* **Passage to read**:
The power of large circles

How big can a circle be and still be effective? Read the story from our circle colleagues, Matthias zur Bonsen, Jutta Herzog and Myriam Mathys, known in Europe for their large group facilitation skills. Here they tell us how they hosted circles for three hundred people, with remarkable results.

The Power of Large Circles

We want to tell the story about our work with a Catholic diocese in Germany. It’s a story about building up a new level of communication and trust in a situation of severe mistrust. It’s a story about building up hope and joy and letting go of projections, anger and fear - a basket full of shadows. And, it's a story about the transforming power of circles - very small ones and especially very large circles.

Some time ago we got a call from the bishop of a Catholic diocese in Germany because we have a reputation as facilitators of large groups. We were asked to help the diocese with a dialogue process it had prepared half a year earlier, and which was now likely to fail before it had even been implemented. The envisioned process would involve several hundred members of the diocese. Five large events, each with 300 participants, were scheduled for a period of eighteen months. The situation had now become challenging because there was much negativity for many reasons: parishes had been merged and churches had been closed; the bishop was perceived as a distant, intellectual leader; people were dissatisfied that some contentious Catholic issues - e.g. how to deal with married-again divorced people - had become stagnated.

The Circle Way Helps Us Understand

The morning after our first meeting with the planning group, we (Jutta and Myriam) sat down in a small circle of two, lit a candle between us, and began a prolonged talking council around the question “What is really needed here?” From our experience this is a good preparation for ourselves and for the large circle ahead. In this small reflection circle, passing the talking piece back and forth, we were inviting in and invoking the large group to help us sense into what really is needed here. This small circle conversation produced three pages of reflections on our perceptions, which we then decided to send to the bishop.

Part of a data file
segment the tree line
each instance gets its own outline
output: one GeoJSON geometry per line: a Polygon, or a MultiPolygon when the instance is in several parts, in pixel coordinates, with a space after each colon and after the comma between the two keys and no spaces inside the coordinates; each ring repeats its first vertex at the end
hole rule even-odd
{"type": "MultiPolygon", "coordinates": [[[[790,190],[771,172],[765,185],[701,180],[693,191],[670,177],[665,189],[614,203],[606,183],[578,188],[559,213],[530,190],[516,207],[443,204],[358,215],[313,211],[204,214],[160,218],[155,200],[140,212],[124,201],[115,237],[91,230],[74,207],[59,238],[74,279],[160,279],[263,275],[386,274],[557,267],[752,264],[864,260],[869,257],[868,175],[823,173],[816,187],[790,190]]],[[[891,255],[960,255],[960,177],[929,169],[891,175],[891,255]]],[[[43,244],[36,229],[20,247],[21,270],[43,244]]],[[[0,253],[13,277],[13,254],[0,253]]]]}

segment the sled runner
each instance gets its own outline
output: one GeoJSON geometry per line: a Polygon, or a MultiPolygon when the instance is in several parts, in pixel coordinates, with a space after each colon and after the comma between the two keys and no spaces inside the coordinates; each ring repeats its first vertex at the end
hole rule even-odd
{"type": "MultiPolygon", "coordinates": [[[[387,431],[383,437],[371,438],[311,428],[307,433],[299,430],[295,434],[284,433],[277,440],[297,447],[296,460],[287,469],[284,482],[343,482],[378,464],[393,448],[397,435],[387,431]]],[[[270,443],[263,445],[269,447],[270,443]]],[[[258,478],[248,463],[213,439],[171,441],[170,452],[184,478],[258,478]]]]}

* **Description of the task**: Repeat the piece on large circles word for word, from "How big can" to "very large circles.".

* **The output**:
How big can a circle be and still be effective? Read the story from our circle colleagues, Matthias zur Bonsen, Jutta Herzog and Myriam Mathys, known in Europe for their large group facilitation skills. Here they tell us how they hosted circles for three hundred people, with remarkable results.

The Power of Large Circles

We want to tell the story about our work with a Catholic diocese in Germany. It’s a story about building up a new level of communication and trust in a situation of severe mistrust. It’s a story about building up hope and joy and letting go of projections, anger and fear - a basket full of shadows. And, it's a story about the transforming power of circles - very small ones and especially very large circles.